Action item A
Translate the following sentence from the article on Goa's changing environment into Spanish: "Alvares believes that the light at the end of the tunnel is faint, but things are changing, even if in a minuscule fashion."
Action item B
From the article on Goa's changing environment, write out the passage that opens with the words containing "Alvares believes that" and closes with "for land use.".
Action item C
Extend the article on Goa's changing environment past its final sentence, keeping its formal register.
[Document excerpt — start]
Sunday, Jul 03, 2022
Outlook.com

Outlook Discussions: Where Is Goa Going? 

Goa’s environment and ecology are in flux, and unfortunately, the changes taking place are threatening in myriad aspects. Outlook Editor Chinki Sinha speaks about the magazine’s latest issue on the changing face of Goa in a panel discussion with a journalist, artist, writer, and a hotelier on the past, present, and prospects of the state.

Water Healing ritual being performed by the Earthivist Collective as part of their performance
Water Healing ritual being performed by the Earthivist Collective as part of their performance Miriam Koshy

The 'sunshine state of India' has seen a gradual yet consistent change, both politically and culturally. But what do the people of Goa think about the shift in the ideological ethos of a state, known not only for its picturesque beaches but also for its unique natural ecosystem and Indo-Portuguese heritage? Outlook Editor Chinki Sinha recently spoke about the magazine’s latest issue on the changing face of Goa in a panel discussion with a journalist, artist, writer, and a hotelier on the past, present, and prospects of the state.

Edited excerpts from the panel discussion that was co-moderated by Goa-based writer and journalist Mayabhushan Nagvenkar:  

Goa, a state lying on the west coast of India and known for its scenic beaches, is undoubtedly one of the busiest tourist attractions in the southern part of the country. However, the escalation in tourism, infrastructure development and estranging policymaking are stoking fears that the region is approaching an environmental cataclysm.  

The biggest worry that exists is the fact that political machinery, as per activists, works according to the cogwheels of money. In other words, whichever party enjoys a berth in the seat of power, it is money and businesses that often govern the policies and politics at large. As Claude Alphonso Alvares, a renowned environmentalist based in Goa, says, “the system has now become completely oriented to businesses.” 

“Politicians,” believes Alvares, “have now become ranked businessmen. Contracts are offered to those who propose more commissions and monetary benefits”.   

Goa’s environment and ecology are in flux, and unfortunately, the changes taking place are threatening in myriad aspects. Hence, the initiatives to stop, or at least reduce the drastic transformation of the ecological landscape of the region should be taken urgently.  

Alvares believes that the light at the end of the tunnel is faint, but things are changing, even if in a minuscule fashion. Recently, the Goa government barred the mining leaseholders from carrying out any mining-related activity in scores of mining leases whose renewals were cancelled by the Supreme Court of India. And such respite came after the people of Goa put up a long and vehement fight against the state government’s plan for land use.
[Document excerpt — finish]
[Records provided — start]
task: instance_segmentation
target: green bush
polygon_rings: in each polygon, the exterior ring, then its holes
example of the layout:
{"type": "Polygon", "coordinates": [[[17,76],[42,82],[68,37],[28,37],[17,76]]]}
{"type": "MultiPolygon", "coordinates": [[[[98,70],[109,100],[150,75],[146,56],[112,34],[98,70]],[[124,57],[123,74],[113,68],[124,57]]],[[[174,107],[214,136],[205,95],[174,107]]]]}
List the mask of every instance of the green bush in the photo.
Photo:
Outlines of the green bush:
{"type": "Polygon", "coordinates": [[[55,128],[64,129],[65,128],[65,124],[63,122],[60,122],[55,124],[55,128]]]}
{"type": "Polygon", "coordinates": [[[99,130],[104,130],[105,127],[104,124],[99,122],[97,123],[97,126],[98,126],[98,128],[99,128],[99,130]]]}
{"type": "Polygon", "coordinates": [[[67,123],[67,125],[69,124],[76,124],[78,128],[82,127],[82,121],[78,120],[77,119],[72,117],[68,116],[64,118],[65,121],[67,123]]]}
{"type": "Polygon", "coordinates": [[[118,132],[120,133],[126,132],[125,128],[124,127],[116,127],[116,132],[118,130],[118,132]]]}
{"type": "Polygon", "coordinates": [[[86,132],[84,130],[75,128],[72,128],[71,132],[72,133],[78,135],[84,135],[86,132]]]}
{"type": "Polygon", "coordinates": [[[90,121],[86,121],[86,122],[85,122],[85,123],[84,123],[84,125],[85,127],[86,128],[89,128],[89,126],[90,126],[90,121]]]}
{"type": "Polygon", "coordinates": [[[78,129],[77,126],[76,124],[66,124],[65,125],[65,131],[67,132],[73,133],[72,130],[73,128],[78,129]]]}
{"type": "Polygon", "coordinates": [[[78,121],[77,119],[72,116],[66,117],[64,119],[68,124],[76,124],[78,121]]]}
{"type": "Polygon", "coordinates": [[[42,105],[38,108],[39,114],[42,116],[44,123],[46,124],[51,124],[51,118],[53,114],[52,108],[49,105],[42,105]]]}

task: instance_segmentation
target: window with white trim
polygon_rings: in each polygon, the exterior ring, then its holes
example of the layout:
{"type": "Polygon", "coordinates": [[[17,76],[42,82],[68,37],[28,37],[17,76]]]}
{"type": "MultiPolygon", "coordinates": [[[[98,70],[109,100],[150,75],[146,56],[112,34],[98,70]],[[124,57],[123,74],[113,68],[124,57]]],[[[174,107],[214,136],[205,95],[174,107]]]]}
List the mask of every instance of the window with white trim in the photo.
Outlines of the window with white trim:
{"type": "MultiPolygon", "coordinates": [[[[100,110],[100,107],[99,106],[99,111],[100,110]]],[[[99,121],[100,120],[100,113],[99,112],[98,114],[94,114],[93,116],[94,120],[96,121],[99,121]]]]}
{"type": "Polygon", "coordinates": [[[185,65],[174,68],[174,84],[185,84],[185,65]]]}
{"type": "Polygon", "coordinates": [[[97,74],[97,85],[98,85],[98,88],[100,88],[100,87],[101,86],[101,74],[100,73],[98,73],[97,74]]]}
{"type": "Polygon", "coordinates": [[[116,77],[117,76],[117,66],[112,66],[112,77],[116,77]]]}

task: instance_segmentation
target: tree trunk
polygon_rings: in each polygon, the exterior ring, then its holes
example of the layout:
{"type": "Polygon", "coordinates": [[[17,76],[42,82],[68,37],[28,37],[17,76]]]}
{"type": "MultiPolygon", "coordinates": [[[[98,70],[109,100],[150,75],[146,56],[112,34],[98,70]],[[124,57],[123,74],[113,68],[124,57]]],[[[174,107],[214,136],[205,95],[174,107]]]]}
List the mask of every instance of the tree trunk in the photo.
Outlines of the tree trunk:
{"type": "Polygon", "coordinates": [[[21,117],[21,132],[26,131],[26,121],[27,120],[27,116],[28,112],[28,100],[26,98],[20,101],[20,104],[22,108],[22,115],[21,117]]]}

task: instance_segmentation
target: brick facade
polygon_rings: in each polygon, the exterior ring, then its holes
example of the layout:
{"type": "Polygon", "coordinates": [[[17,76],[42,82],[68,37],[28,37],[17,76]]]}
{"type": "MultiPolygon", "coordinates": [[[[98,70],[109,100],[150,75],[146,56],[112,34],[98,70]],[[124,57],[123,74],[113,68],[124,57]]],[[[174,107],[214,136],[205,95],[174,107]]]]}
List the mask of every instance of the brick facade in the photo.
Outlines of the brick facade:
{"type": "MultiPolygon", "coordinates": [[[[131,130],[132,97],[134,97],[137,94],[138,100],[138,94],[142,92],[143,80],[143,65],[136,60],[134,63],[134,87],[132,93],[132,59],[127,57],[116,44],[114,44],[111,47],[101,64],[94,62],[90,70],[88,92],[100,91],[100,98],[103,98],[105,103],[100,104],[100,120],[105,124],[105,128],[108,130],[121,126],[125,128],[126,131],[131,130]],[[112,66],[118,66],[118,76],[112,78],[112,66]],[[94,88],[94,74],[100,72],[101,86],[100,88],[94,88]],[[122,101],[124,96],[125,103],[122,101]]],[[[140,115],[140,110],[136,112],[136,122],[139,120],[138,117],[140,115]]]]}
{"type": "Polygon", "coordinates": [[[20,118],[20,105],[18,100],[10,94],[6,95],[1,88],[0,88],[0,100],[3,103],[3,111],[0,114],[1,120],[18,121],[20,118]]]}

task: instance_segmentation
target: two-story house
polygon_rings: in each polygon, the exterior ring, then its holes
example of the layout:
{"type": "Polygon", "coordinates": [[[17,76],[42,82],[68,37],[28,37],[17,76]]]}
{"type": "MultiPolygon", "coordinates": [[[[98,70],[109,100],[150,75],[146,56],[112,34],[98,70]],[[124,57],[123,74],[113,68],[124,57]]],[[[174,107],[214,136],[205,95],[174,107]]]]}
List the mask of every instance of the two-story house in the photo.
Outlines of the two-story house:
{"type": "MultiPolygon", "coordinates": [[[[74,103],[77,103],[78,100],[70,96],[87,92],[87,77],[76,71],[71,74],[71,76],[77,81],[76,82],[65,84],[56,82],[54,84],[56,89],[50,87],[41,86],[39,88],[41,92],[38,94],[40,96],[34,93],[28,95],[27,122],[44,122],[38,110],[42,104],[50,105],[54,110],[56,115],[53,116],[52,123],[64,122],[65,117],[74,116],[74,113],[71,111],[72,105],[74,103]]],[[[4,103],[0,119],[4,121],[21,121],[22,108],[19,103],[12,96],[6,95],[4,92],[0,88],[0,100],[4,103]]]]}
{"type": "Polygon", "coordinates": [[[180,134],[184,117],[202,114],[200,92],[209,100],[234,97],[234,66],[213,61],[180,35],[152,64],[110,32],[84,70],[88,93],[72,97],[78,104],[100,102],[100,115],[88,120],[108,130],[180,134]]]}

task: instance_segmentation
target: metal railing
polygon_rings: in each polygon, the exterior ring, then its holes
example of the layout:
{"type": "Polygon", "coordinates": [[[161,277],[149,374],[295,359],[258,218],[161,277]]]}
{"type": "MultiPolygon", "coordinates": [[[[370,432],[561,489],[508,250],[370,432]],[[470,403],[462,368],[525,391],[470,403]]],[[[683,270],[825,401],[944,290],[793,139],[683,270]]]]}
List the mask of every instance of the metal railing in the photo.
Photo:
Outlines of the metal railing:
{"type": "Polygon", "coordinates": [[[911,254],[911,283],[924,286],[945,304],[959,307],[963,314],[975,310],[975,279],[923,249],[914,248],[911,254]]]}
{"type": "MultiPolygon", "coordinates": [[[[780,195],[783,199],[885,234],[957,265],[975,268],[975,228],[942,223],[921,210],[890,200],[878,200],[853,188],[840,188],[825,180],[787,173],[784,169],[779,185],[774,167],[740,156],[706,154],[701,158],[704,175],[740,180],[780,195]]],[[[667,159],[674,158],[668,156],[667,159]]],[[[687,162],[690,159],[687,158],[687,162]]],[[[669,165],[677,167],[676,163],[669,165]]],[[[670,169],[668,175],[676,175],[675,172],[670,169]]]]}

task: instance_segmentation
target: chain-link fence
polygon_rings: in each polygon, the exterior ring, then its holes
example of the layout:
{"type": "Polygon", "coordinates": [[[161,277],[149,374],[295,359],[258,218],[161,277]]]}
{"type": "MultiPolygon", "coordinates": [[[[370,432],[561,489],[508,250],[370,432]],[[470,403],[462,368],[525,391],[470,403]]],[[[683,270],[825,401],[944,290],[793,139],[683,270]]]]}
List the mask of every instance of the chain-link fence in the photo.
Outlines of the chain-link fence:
[Records provided — finish]
Response area A
Alvares cree que la luz al final del túnel es tenue, pero las cosas están cambiando, aunque sea de manera minúscula.

Response area B
Alvares believes that the light at the end of the tunnel is faint, but things are changing, even if in a minuscule fashion. Recently, the Goa government barred the mining leaseholders from carrying out any mining-related activity in scores of mining leases whose renewals were cancelled by the Supreme Court of India. And such respite came after the people of Goa put up a long and vehement fight against the state government’s plan for land use.

Response area C
“Things can change!” says Alvares, while adding that “it was the voice of people that led to the cessation of the vicious town planning activities in Goa, a disaster that had to be and was somehow stopped.” 

Although the threat to Goa’s environs has been there since 1970s, the escalation in vicious human activities is picking up a ruthless pace, thereby adding to the challenges lying ahead. Although activism is picking up and peer groups are creating the much-needed pressures, there is much more than what meets the eye. Things fall into place when the political functioning is smooth and accountable.  

Frederick Noronha, a senior journalist based in Goa told the Outlook, “Whenever any party in power, and is involved in a foul play which is detrimental to Goa’s environment and ecology, the opposition is nowhere to be seen. The opposition barely keeps the people in power in check.” 

The policymaking and the localized activities are threatening Goa, but a bigger menace lies at the doorstep: climate change. The key to tackling the climate crisis,  according to Elsa Fernandes, lies in intensive research and studying and finalizing plans of action. Otherwise, she says, the Goa will “drown”. 

“What we ought to do, however, we are not,” says Fernandes, who is a Goa-based Environmental Architect, while adding that the people have turned the blind eye to climate change and that the key to solving the problem of the climate crisis is to accept and recognize the climatic concerns.  

“After accepting that there is an impending doom waiting, especially at the doorstep of the coastal areas, we need to assess the situations regressively, and technology comes in handy for that,” Fernandes added.  

The booming tourism however is not only detrimental to the coastal areas of Goa, the terrains in the hinterlands are experiencing drastic changes as well. The footfall is marching towards the mountainous regions and amid this, the infrastructural development— required to cater the tourism there— needs to be minimal as possible.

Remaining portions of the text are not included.